# Actions à mener
[A] Indiquez si chacun des énoncés suivants concorde avec le texte sur l'élection présidentielle, en répondant par oui ou par non et en citant mot pour mot les termes du texte qui tranchent. (i) Le lendemain du 24 avril sera particulièrement violent. (ii) La plupart des Français mesurent la gravité de l'état de santé démocratique du pays. (iii) Les procédés de manipulation des masses sont déployés par le président depuis dix ans.
[B] Répondez aux questions suivantes à partir du texte sur l'élection présidentielle.
(i) De quoi la France a-t-elle besoin ?
(ii) Depuis combien de temps le président déploie-t-il des procédés de soumission et de manipulation des masses ?
(iii) Qu'est-ce que les adeptes font prévaloir sur la réalité du bilan présidentiel ?
[C] Poursuivez le texte sur l'élection présidentielle après sa dernière phrase.

# Extrait choisi
----------------------------------------

On a ce qu’on mérite
L’élection présidentielle annonce des lendemains difficiles et celui du 24 avril sera particulièrement violent. La France se réveillera dans la douleur et il faudra se regarder en face. A moins qu’un sursaut salvateur ne se produise. La France a besoin d’un bouleversement, d’une prise de conscience radicale. L’état de santé démocratique du pays est préoccupant mais, à en croire les sondages, trop peu de Français en mesurent la gravité.
Et pour cause, de savants procédés de soumission et de manipulation des masses sont déployés par le président depuis cinq ans, et ça marche : une foule d’adeptes sensibles aux grosses ficelles médiatiques s’interdit de réaliser qu’un désastre se prépare sous leur nez. Ils persistent à nier le péril démocratique en cours et refusent tout ce qui invalide désormais la légitimité du président-candidat. Ils font prévaloir la logorrhée médiatique, leur dogmatisme ou leur carrière sur la réalité du bilan présidentiel.

----------------------------------------

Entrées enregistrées
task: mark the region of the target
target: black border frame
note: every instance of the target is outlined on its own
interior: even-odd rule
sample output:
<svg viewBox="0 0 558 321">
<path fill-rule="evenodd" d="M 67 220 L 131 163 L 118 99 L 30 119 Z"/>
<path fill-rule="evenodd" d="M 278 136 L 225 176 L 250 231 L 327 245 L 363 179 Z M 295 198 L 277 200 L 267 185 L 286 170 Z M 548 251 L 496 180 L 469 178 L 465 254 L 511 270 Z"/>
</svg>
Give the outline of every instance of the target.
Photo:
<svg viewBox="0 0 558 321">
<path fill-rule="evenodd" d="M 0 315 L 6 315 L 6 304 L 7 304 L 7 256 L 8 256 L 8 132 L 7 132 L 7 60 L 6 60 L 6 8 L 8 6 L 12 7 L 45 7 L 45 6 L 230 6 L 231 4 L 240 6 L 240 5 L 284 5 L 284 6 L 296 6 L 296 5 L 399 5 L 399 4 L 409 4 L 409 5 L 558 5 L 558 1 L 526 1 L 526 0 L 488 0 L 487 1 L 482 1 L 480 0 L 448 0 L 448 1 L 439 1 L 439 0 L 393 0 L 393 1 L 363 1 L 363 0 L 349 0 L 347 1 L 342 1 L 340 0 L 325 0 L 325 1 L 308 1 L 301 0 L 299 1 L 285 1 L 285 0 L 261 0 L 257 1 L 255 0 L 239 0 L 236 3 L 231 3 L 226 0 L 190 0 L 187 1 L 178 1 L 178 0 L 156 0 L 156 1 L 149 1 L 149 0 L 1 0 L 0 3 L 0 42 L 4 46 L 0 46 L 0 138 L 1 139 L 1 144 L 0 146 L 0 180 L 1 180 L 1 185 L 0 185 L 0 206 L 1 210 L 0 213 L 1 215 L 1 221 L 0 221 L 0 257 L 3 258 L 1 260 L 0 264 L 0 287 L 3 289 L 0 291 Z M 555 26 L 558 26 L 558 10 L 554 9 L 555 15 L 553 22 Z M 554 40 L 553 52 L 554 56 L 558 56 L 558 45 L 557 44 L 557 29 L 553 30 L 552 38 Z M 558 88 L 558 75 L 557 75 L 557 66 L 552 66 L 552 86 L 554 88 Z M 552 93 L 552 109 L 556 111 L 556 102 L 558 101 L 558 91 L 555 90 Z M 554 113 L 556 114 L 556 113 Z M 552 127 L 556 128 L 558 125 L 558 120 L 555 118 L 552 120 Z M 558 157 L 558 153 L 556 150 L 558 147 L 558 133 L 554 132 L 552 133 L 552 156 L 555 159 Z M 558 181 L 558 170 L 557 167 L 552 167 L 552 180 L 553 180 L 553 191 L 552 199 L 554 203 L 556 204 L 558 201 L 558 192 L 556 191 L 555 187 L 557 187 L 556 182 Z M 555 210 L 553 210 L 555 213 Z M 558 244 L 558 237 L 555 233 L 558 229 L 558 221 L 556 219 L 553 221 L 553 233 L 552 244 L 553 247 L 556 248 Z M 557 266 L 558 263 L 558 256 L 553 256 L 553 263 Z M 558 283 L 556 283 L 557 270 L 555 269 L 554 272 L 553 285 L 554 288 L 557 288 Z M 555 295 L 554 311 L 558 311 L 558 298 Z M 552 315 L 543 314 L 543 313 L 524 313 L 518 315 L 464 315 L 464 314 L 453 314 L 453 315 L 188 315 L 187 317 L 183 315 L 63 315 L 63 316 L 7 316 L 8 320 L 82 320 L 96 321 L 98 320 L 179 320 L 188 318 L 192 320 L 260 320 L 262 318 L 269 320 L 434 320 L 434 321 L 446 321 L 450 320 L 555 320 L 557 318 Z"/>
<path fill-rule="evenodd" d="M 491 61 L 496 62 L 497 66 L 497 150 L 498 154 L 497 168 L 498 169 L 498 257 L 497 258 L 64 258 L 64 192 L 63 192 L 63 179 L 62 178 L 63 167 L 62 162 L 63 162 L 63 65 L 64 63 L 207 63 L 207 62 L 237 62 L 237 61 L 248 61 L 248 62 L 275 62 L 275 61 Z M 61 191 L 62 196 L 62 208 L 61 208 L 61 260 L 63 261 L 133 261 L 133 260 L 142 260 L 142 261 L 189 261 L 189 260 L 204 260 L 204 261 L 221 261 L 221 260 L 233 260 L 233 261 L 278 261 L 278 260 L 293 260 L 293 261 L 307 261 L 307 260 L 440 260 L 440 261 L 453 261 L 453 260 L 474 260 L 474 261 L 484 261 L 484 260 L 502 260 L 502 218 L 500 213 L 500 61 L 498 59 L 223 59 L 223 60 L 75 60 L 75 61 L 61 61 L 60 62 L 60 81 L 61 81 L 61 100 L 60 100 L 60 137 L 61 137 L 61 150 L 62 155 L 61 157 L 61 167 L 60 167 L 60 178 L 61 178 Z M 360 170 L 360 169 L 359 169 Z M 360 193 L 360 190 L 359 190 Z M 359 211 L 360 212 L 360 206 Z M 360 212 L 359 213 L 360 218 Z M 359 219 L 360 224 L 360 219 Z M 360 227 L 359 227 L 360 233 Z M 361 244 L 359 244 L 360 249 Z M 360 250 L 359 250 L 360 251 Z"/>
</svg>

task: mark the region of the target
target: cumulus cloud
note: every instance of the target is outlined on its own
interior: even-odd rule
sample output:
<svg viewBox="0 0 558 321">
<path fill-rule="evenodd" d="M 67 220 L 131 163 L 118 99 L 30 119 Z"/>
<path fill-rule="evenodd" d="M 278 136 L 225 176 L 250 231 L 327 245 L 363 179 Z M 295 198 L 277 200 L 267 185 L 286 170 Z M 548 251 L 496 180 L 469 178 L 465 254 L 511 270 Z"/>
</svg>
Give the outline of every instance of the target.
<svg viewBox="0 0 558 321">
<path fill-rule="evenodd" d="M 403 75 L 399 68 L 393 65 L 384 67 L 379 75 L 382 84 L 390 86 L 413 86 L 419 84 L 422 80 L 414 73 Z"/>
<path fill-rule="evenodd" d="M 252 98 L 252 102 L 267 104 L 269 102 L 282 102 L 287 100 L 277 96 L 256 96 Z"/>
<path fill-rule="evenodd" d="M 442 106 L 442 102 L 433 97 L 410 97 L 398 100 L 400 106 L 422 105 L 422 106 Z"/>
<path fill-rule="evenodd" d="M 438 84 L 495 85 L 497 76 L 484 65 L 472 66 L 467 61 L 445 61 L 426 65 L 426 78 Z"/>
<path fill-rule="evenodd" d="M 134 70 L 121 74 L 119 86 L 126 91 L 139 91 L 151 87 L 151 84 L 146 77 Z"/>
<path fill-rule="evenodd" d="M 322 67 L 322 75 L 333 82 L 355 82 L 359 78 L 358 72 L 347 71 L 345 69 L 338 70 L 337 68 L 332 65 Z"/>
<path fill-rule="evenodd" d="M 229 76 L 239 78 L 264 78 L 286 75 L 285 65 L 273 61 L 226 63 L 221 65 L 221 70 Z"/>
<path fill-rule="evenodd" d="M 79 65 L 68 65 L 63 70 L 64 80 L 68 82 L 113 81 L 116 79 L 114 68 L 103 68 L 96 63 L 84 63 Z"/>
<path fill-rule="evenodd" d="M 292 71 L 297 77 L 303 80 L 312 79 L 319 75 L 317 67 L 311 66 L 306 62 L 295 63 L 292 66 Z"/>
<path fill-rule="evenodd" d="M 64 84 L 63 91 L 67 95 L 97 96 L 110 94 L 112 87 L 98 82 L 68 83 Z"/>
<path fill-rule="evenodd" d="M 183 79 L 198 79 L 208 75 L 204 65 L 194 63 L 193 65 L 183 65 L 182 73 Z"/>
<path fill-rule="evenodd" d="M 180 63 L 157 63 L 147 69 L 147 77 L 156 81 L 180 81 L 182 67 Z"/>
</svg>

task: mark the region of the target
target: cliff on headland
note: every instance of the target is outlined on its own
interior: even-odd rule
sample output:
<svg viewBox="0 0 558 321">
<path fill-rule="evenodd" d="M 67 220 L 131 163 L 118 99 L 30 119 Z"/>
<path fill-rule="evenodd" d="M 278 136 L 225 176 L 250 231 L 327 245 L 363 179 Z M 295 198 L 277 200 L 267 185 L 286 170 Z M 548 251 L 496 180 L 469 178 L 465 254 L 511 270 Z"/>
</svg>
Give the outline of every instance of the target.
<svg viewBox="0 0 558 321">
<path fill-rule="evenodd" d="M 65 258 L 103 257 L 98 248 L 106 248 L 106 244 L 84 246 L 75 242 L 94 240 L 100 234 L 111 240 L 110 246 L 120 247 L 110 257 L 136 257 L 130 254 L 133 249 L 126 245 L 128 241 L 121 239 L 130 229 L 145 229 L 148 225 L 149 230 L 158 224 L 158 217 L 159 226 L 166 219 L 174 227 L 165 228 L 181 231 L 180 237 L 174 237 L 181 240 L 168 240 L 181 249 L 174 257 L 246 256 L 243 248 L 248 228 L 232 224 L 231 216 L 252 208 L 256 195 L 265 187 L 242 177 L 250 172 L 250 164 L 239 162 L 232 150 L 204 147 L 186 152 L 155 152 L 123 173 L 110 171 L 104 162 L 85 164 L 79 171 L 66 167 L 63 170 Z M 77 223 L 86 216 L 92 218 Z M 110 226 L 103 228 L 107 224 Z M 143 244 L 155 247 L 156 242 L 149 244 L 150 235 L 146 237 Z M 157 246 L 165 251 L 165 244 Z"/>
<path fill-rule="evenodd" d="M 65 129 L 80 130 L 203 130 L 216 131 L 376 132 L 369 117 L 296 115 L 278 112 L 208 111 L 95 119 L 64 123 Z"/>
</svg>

----------------------------------------

# Résultats attendus
[A]
(i) Oui : « celui du 24 avril sera particulièrement violent ».
(ii) Non : « trop peu de Français en mesurent la gravité ».
(iii) Non : « depuis cinq ans ».

[B]
(i) D'un bouleversement, d'une prise de conscience radicale.
(ii) Depuis cinq ans.
(iii) La logorrhée médiatique, leur dogmatisme ou leur carrière.

[C]
Quand on leur présente des faits concrets, ils refusent de les voir, s’enferment dans des calculs politiciens, des attaques personnelles et des raisonnements par étiquettes, déconsidérant les messagers pour s’épargner à bon compte de juger le réel. Ils sont comme le coyote du cartoon qui galope dans le vide sans s’apercevoir que le sol s’est dérobé sous ses pieds. La chute n’est pas moins inévitable.
Aussi, il y a là de quoi être particulièrement inquiet de ces attitudes d’aveuglement volontaire. Inquiet d’abord de voir des Français se résigner et attendre l’homme providentiel qu’on choisira pour eux. Inquiet ensuite d’en voir se défausser, et participer à leur propre naufrage.
Je suis d’autant plus préoccupé que j’ai dressé le bilan social catastrophique d’Emmanuel Macron, et que je tente d’alerter sur ce qui se joue sous leurs yeux. Je montre en effet dans mon livre qu’il est encore temps d’agir contre ce déclin de la démocratie et l’autoritarisme en cours. Par exemple, avec les mesures politiques de bon sens dont je rends compte dans le dernier chapitre, mais surtout par la critique à la racine du macronisme, par le dévoilement de ses ressorts idéologiques, de la teneur de son projet de son échec manifeste.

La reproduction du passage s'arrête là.